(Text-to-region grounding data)
○ ○ ○ ○
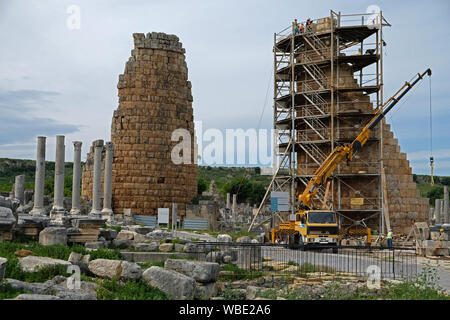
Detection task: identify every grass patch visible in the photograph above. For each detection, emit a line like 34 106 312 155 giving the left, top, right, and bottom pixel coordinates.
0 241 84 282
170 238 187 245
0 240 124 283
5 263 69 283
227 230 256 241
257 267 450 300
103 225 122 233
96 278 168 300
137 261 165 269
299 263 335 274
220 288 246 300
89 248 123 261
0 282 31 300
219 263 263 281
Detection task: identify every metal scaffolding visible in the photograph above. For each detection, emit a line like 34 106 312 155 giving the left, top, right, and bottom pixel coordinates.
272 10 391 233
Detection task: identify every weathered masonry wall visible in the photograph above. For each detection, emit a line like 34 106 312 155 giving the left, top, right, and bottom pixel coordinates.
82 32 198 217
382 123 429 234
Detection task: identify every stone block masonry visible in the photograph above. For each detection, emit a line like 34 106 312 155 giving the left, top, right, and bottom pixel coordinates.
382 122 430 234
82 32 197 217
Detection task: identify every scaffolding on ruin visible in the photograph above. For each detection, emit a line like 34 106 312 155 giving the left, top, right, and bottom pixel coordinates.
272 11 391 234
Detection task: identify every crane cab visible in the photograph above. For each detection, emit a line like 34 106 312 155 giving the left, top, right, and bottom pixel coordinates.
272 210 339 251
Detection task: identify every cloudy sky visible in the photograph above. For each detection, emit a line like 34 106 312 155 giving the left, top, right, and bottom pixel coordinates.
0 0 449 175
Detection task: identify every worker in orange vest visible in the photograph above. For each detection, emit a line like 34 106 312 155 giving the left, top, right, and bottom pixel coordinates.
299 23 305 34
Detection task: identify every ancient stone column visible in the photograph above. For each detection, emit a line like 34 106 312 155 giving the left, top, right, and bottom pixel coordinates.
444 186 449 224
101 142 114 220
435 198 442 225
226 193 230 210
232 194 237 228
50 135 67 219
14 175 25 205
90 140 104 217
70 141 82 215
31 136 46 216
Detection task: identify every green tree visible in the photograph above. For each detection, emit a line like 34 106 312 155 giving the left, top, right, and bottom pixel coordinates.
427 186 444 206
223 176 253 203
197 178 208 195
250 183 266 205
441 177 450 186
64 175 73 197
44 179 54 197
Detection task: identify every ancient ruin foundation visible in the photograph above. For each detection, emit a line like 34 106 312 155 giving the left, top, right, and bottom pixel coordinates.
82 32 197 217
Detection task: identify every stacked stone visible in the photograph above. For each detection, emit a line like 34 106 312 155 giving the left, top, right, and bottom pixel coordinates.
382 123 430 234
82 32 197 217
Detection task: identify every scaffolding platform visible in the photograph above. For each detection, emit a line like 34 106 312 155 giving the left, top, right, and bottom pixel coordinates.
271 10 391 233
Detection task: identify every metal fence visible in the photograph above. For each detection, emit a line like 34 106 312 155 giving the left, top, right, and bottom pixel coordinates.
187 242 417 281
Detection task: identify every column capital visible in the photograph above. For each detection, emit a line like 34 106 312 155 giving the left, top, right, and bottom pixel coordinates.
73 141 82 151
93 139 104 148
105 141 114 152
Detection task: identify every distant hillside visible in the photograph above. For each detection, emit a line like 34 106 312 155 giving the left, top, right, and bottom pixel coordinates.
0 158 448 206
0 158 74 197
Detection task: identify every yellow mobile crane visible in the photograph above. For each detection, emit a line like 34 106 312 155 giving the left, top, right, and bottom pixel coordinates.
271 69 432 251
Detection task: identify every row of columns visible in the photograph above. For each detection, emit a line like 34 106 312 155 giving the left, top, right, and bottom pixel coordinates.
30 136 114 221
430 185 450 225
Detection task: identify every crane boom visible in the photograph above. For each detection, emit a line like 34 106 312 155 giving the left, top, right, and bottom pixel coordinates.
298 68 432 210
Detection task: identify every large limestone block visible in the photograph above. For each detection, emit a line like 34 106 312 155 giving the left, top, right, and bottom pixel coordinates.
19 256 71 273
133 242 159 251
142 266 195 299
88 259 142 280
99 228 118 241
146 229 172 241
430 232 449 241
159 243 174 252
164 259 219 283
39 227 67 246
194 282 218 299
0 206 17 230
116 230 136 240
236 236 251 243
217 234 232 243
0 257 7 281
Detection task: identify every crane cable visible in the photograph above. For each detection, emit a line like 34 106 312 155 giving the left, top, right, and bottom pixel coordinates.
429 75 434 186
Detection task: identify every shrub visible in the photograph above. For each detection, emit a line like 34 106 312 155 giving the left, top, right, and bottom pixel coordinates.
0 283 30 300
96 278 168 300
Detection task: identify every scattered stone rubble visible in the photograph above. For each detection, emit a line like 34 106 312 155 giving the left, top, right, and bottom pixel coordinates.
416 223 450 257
○ ○ ○ ○
Please, without any pictures, print each entry exactly.

Detection task: identify every grass patch visible in the photograph above. For each detection, emit a line like 34 106 312 155 giving the left, top, right, and bottom pixel coordinates.
0 241 84 282
170 238 187 245
0 240 124 283
5 263 69 283
227 230 256 241
257 267 450 300
103 225 122 233
96 278 168 300
137 261 165 269
299 263 335 274
220 288 246 300
89 248 123 261
0 282 31 300
219 263 263 281
Detection task: identify every metal scaffolding visible in the photograph above. For each detection, emit a line like 34 106 312 155 giving the left, top, right, and bottom pixel coordinates.
272 10 391 233
Detection task: identify every weathered masonry wall visible in the photograph above. For each detection, emit a line like 34 106 312 155 giving the left, top, right, and bottom pixel coordinates.
82 32 198 217
382 123 429 234
Detection task: identify every stone block masonry visible in the photograph above. For each detection, emit a line like 34 106 312 155 giving the left, top, right, and bottom pixel coordinates.
382 122 430 234
82 32 197 217
Detection task: identify every scaffolding on ruin visible in the photograph above. For each detection, emit a line like 34 106 312 155 giving the left, top, right, and bottom pixel coordinates.
272 11 391 234
Detection task: identify every crane cab visible in the photograph above. For each detection, emit a line like 34 106 312 155 giving the left, top, right, and bottom pixel coordinates.
272 210 339 251
Detection task: identify every cloudy sky visible in the photograph above. For each detection, emit a line like 34 106 312 155 giving the left, top, right, and bottom pixel coordinates.
0 0 449 175
Detection task: identify every worker in orange vest visible in the photograph above. For each detection, emit a line like 34 106 312 155 giving the left, top, right, and bottom pixel coordinates.
299 23 305 34
Detection task: identify every ancient stone column visible in the photograph above. For each detection, emit a line like 34 106 312 155 giving the left, top, right, and bottom pixel coordinates.
444 186 449 224
101 142 114 220
435 198 442 225
226 193 230 210
232 194 237 228
50 135 67 219
14 175 25 205
90 140 104 217
70 141 82 215
31 136 46 216
Detection task: identify every green tree visible in the photograph above. For each detection, emit a line like 34 106 312 155 giving the left, top, right, and bottom pixel coordinates.
427 186 444 206
223 176 253 203
197 178 208 195
250 183 266 205
441 177 450 186
64 175 73 197
44 179 54 197
Detection task: identify every ancient ruin foundation visible in the photograph above. For each detection, emit a line like 34 106 312 155 giving the left, top, right, and bottom pixel coordinates.
82 32 197 217
Detection task: identify every stacked stone visible in the photograph above. For each detection, emit a line like 34 106 312 155 giving the left, top, right, and bottom pixel coordinates.
382 123 430 234
82 32 197 217
Detection task: identify every scaffolding platform visible in the photograph above. For each detection, emit a line like 34 106 312 155 giving the left, top, right, and bottom pixel coordinates.
271 10 391 233
Detection task: identify every metal fence visible in the photograph above. For each detection, emit a line like 34 106 312 155 giving the left, top, right, and bottom pixel coordinates.
187 242 417 281
Detection task: identify every column capital visible in the photograph above. For each detection, emit a line like 34 106 312 155 giving the left, top, right, and bottom pixel coordinates.
73 141 82 151
93 139 104 148
105 141 114 152
Detection task: identify every distant hillside visible in the photograph above. For each detection, emit a line like 34 106 312 155 giving the left, top, right, and bottom pixel coordinates.
0 158 448 206
0 158 74 197
Detection task: identify every yellow mobile crane visible in the photograph above. For each detection, emit a line like 34 106 312 155 giving the left, top, right, and bottom pixel coordinates.
271 69 432 251
Detection task: identify every row of columns visible in the photograph above. For each detection, emit a line like 34 106 312 155 giving the left, top, right, and bottom pixel coordinates.
30 136 114 221
430 185 450 225
Detection task: identify every crane boom visible in the photograph above. For each detection, emit a line like 34 106 312 155 giving the left, top, right, and bottom pixel coordinates.
298 68 432 210
Detection task: identify every large limestone block visible in the photograph above. For each detection, emit a line like 34 106 312 155 giving the left, top, right, and bottom pixel coordinates.
19 256 71 273
133 242 159 251
142 266 195 299
88 259 142 280
99 228 118 241
146 229 172 241
430 232 449 241
159 243 174 252
164 259 219 283
39 227 67 246
194 282 218 299
0 206 17 230
116 230 136 240
236 236 251 243
217 234 232 243
0 257 7 281
Detection task: identify every crane cable visible in the photograph above. For each detection, emit a line like 34 106 312 155 giving the left, top, right, and bottom pixel coordinates.
429 75 434 186
Detection task: identify every shrub visible in the photograph above. For each detection, emit a line like 34 106 312 155 giving the left, top, right, and bottom pixel coordinates.
0 283 30 300
96 278 168 300
Detection task: identify every scattered stone rubble visible in the photograph above. For each detection, emit a line like 34 106 312 155 giving the left, top, right, and bottom pixel coordinates.
416 223 450 257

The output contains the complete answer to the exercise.